(Image-grounded pointing data)
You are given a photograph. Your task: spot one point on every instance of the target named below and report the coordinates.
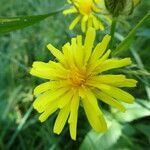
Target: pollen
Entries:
(78, 77)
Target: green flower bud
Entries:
(120, 7)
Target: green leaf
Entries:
(15, 23)
(125, 44)
(134, 111)
(99, 141)
(145, 129)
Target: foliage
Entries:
(19, 126)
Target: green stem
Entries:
(112, 31)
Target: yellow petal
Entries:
(65, 99)
(88, 45)
(100, 48)
(113, 63)
(88, 94)
(73, 116)
(74, 22)
(55, 52)
(51, 85)
(109, 100)
(70, 10)
(61, 119)
(42, 101)
(115, 93)
(84, 23)
(97, 121)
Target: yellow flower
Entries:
(85, 10)
(78, 78)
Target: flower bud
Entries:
(120, 7)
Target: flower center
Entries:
(84, 6)
(77, 79)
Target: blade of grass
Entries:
(20, 126)
(125, 44)
(139, 63)
(15, 23)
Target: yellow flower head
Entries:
(78, 78)
(85, 10)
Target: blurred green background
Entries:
(19, 125)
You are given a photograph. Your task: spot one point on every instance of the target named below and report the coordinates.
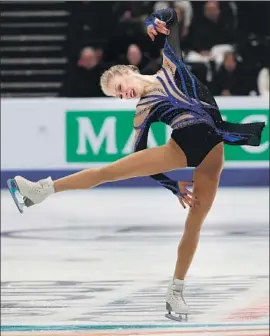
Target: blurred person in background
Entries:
(211, 30)
(175, 97)
(83, 79)
(135, 56)
(228, 81)
(263, 81)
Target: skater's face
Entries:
(125, 86)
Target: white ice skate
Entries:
(26, 193)
(175, 302)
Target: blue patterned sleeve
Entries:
(141, 144)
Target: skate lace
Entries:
(177, 293)
(42, 184)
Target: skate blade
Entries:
(179, 318)
(17, 197)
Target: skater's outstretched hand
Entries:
(158, 27)
(187, 197)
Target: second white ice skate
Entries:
(175, 302)
(26, 193)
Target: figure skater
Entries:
(175, 97)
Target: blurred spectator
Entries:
(153, 66)
(135, 56)
(90, 23)
(83, 79)
(263, 81)
(184, 13)
(228, 80)
(211, 30)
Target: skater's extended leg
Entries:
(144, 163)
(206, 180)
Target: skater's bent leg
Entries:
(206, 180)
(144, 163)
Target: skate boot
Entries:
(26, 193)
(175, 301)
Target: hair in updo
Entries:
(112, 71)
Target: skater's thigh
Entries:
(148, 162)
(206, 181)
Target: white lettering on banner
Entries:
(263, 146)
(87, 134)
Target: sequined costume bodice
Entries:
(181, 100)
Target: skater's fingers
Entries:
(152, 36)
(186, 183)
(163, 30)
(159, 22)
(182, 203)
(190, 193)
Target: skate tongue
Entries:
(46, 182)
(179, 283)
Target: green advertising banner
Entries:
(105, 136)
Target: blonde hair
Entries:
(112, 71)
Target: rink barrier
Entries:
(60, 136)
(231, 177)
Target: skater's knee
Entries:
(106, 174)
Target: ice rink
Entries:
(98, 263)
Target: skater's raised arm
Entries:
(165, 22)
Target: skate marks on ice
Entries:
(226, 299)
(247, 329)
(54, 271)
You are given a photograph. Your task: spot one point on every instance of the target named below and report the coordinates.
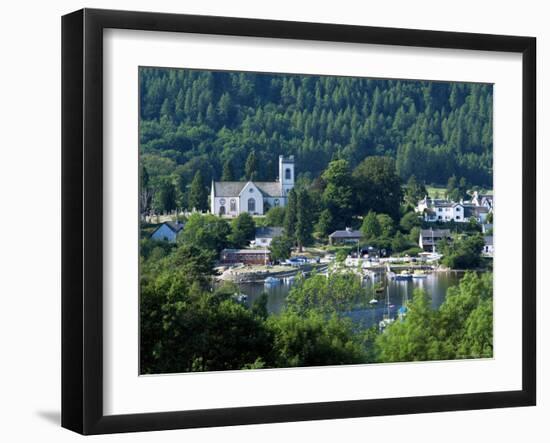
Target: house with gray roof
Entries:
(430, 237)
(230, 199)
(346, 236)
(167, 231)
(265, 235)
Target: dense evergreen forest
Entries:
(203, 120)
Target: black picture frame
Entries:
(82, 215)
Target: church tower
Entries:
(286, 173)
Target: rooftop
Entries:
(347, 233)
(269, 231)
(233, 189)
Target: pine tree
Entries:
(251, 166)
(290, 215)
(304, 222)
(227, 172)
(198, 197)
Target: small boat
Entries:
(384, 323)
(403, 276)
(241, 298)
(420, 274)
(271, 281)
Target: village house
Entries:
(347, 236)
(233, 198)
(430, 237)
(245, 256)
(442, 210)
(438, 210)
(265, 235)
(488, 248)
(167, 231)
(485, 200)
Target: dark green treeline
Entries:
(203, 120)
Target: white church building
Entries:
(233, 198)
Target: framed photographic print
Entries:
(269, 221)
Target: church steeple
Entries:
(286, 173)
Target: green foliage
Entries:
(251, 167)
(275, 216)
(243, 230)
(280, 248)
(462, 253)
(325, 224)
(387, 227)
(154, 248)
(400, 243)
(409, 221)
(198, 195)
(377, 186)
(314, 340)
(457, 189)
(371, 228)
(433, 129)
(461, 328)
(206, 232)
(187, 331)
(290, 215)
(338, 194)
(165, 197)
(414, 191)
(341, 255)
(227, 172)
(304, 219)
(337, 293)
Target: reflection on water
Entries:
(399, 292)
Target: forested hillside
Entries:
(202, 120)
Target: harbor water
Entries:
(435, 284)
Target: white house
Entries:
(265, 235)
(434, 210)
(439, 210)
(233, 198)
(430, 237)
(167, 231)
(488, 248)
(345, 236)
(485, 200)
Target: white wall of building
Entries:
(251, 192)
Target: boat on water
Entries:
(271, 281)
(386, 319)
(420, 274)
(403, 276)
(240, 298)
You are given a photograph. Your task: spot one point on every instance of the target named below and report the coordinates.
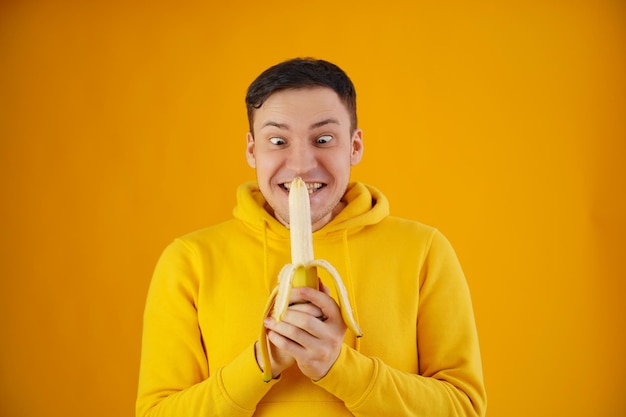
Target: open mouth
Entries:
(310, 186)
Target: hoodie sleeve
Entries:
(450, 380)
(174, 379)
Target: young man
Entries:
(419, 355)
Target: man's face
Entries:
(304, 133)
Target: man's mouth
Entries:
(310, 186)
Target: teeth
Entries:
(310, 186)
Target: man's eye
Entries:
(324, 139)
(277, 141)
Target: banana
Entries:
(302, 271)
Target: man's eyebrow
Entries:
(330, 120)
(271, 123)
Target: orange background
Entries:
(123, 126)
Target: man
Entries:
(419, 355)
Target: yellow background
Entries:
(122, 126)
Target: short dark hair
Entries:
(301, 73)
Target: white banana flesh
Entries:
(302, 271)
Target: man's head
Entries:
(301, 73)
(301, 126)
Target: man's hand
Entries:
(310, 334)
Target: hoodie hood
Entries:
(365, 206)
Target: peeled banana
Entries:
(302, 271)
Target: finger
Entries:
(323, 301)
(307, 308)
(296, 328)
(323, 288)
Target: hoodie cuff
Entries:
(362, 371)
(242, 380)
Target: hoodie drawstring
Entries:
(350, 282)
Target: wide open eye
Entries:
(277, 141)
(323, 139)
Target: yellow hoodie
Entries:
(419, 355)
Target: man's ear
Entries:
(250, 150)
(357, 147)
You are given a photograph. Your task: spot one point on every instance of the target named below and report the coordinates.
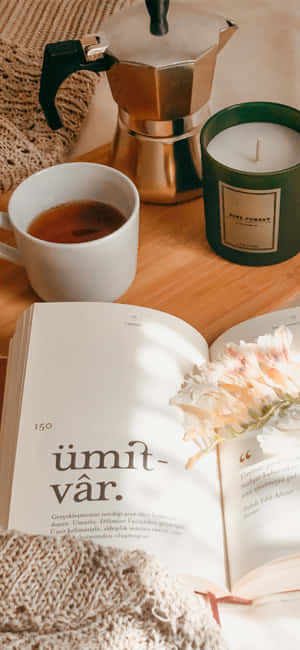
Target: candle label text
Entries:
(249, 218)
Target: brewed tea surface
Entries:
(76, 222)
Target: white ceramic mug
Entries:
(101, 269)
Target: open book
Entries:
(91, 446)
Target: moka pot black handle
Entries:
(60, 60)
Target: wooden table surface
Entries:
(177, 272)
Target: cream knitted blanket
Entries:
(27, 144)
(70, 594)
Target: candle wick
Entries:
(258, 149)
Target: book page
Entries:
(261, 494)
(261, 501)
(100, 451)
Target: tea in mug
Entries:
(76, 222)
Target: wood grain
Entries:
(177, 272)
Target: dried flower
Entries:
(246, 387)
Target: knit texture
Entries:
(64, 593)
(27, 144)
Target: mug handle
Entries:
(8, 252)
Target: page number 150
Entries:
(43, 426)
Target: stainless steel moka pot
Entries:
(160, 72)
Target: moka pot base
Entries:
(163, 158)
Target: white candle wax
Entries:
(236, 147)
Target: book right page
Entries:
(260, 493)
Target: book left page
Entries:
(100, 451)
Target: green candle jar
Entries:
(251, 182)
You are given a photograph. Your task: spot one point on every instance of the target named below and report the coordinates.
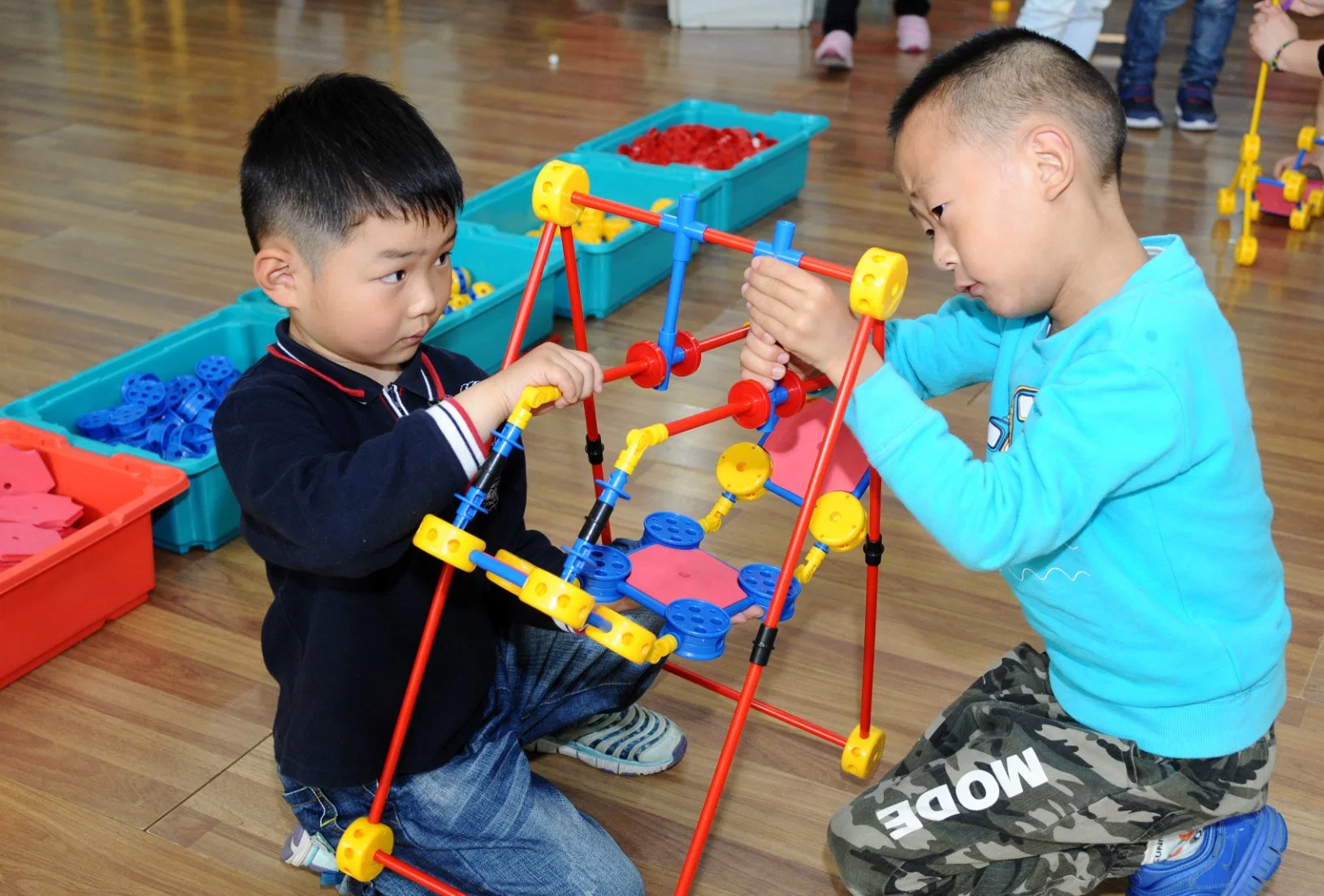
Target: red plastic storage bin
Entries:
(57, 597)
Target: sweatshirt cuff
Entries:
(881, 410)
(460, 435)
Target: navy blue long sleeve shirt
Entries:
(334, 473)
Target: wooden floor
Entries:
(141, 760)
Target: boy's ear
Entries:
(275, 267)
(1054, 159)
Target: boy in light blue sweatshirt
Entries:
(1120, 498)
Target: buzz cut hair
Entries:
(332, 153)
(991, 82)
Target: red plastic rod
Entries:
(876, 509)
(397, 738)
(526, 305)
(723, 339)
(710, 235)
(420, 878)
(773, 612)
(765, 708)
(615, 374)
(582, 346)
(704, 418)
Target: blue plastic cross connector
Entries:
(682, 225)
(759, 582)
(578, 555)
(672, 530)
(699, 629)
(780, 245)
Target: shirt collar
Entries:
(418, 376)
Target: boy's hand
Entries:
(794, 313)
(576, 374)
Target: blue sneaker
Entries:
(1137, 100)
(1237, 856)
(1196, 109)
(633, 742)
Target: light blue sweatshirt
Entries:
(1120, 498)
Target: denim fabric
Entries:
(1212, 28)
(483, 822)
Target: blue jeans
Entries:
(1210, 29)
(483, 822)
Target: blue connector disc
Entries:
(759, 582)
(673, 530)
(699, 629)
(604, 569)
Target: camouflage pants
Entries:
(1006, 794)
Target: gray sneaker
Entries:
(633, 742)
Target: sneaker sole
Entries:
(1267, 847)
(604, 763)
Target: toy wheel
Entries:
(1246, 250)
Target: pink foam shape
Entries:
(668, 574)
(794, 444)
(20, 540)
(23, 473)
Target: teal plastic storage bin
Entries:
(752, 188)
(481, 330)
(207, 515)
(611, 273)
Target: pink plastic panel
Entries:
(668, 574)
(794, 448)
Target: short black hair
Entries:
(331, 153)
(993, 80)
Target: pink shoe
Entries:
(912, 33)
(834, 50)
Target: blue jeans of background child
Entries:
(483, 822)
(1210, 31)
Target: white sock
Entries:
(1179, 846)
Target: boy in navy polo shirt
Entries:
(336, 444)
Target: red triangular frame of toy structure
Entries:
(641, 361)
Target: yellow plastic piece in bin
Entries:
(626, 638)
(558, 599)
(357, 849)
(744, 470)
(840, 521)
(448, 543)
(554, 187)
(878, 284)
(862, 755)
(514, 563)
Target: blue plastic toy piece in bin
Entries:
(481, 330)
(758, 184)
(207, 515)
(611, 273)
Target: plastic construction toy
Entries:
(170, 418)
(800, 453)
(465, 290)
(1292, 196)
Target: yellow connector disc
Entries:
(554, 187)
(743, 470)
(838, 521)
(878, 284)
(357, 849)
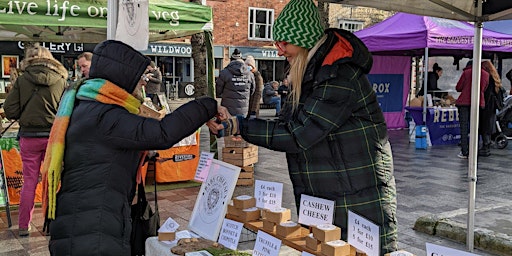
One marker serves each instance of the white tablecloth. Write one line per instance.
(163, 248)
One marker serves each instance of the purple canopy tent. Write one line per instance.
(409, 34)
(413, 35)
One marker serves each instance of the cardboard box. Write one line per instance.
(250, 214)
(288, 229)
(313, 243)
(166, 236)
(336, 248)
(268, 226)
(235, 142)
(244, 202)
(245, 182)
(278, 215)
(232, 210)
(327, 232)
(399, 253)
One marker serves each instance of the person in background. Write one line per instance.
(255, 98)
(33, 101)
(487, 120)
(331, 127)
(283, 90)
(432, 78)
(271, 96)
(235, 85)
(84, 62)
(463, 103)
(154, 77)
(104, 136)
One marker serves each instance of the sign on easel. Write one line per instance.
(268, 195)
(315, 211)
(363, 234)
(230, 233)
(213, 199)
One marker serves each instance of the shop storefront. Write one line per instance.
(271, 66)
(12, 53)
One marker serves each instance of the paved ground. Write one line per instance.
(430, 182)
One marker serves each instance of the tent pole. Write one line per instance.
(473, 137)
(112, 7)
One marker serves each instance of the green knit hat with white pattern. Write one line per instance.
(298, 24)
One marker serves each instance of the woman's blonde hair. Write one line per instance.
(489, 67)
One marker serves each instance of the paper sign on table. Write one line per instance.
(169, 225)
(433, 249)
(269, 195)
(363, 234)
(266, 245)
(230, 233)
(205, 160)
(315, 211)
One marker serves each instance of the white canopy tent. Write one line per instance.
(477, 11)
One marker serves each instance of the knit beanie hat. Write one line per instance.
(298, 24)
(250, 61)
(236, 55)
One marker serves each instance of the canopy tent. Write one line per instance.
(79, 21)
(477, 12)
(406, 34)
(410, 34)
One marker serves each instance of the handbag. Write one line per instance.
(145, 221)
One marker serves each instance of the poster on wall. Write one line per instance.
(213, 199)
(9, 63)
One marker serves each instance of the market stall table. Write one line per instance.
(442, 123)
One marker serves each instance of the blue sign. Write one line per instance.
(389, 90)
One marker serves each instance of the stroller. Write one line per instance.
(503, 124)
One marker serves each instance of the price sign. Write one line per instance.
(315, 211)
(268, 195)
(205, 160)
(230, 233)
(266, 245)
(363, 234)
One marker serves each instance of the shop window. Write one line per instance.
(260, 23)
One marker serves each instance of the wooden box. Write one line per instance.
(313, 243)
(269, 227)
(336, 248)
(327, 232)
(240, 156)
(250, 214)
(235, 142)
(278, 215)
(288, 229)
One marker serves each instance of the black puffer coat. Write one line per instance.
(103, 145)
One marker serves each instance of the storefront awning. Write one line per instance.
(86, 21)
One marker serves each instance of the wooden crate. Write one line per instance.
(235, 142)
(240, 156)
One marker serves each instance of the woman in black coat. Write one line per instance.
(103, 143)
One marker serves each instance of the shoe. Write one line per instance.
(24, 231)
(460, 155)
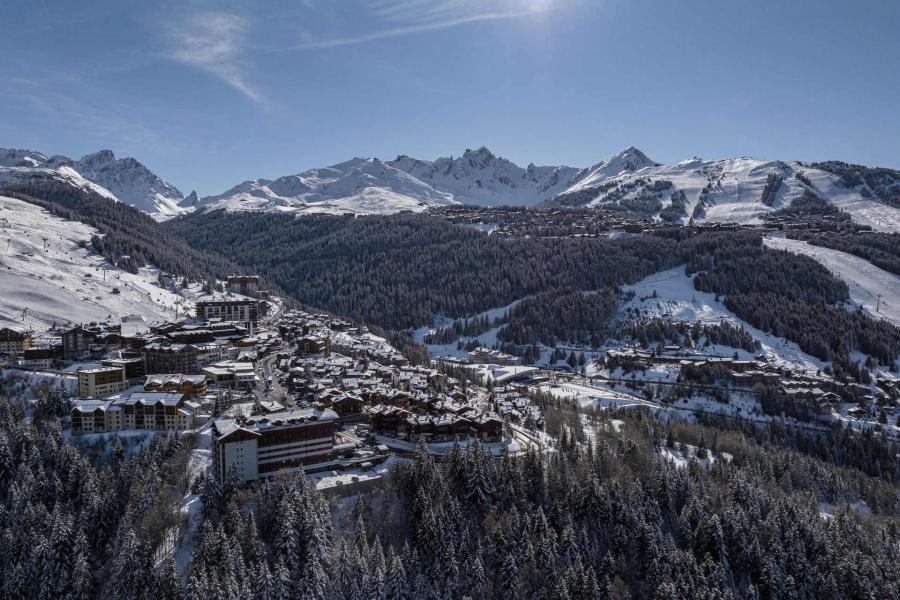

Task prompt —
Copy out every line of the data where the word "water" occurs.

Answer to this exercise —
Target: reflection on water
Target: harbor water
Target: boat on water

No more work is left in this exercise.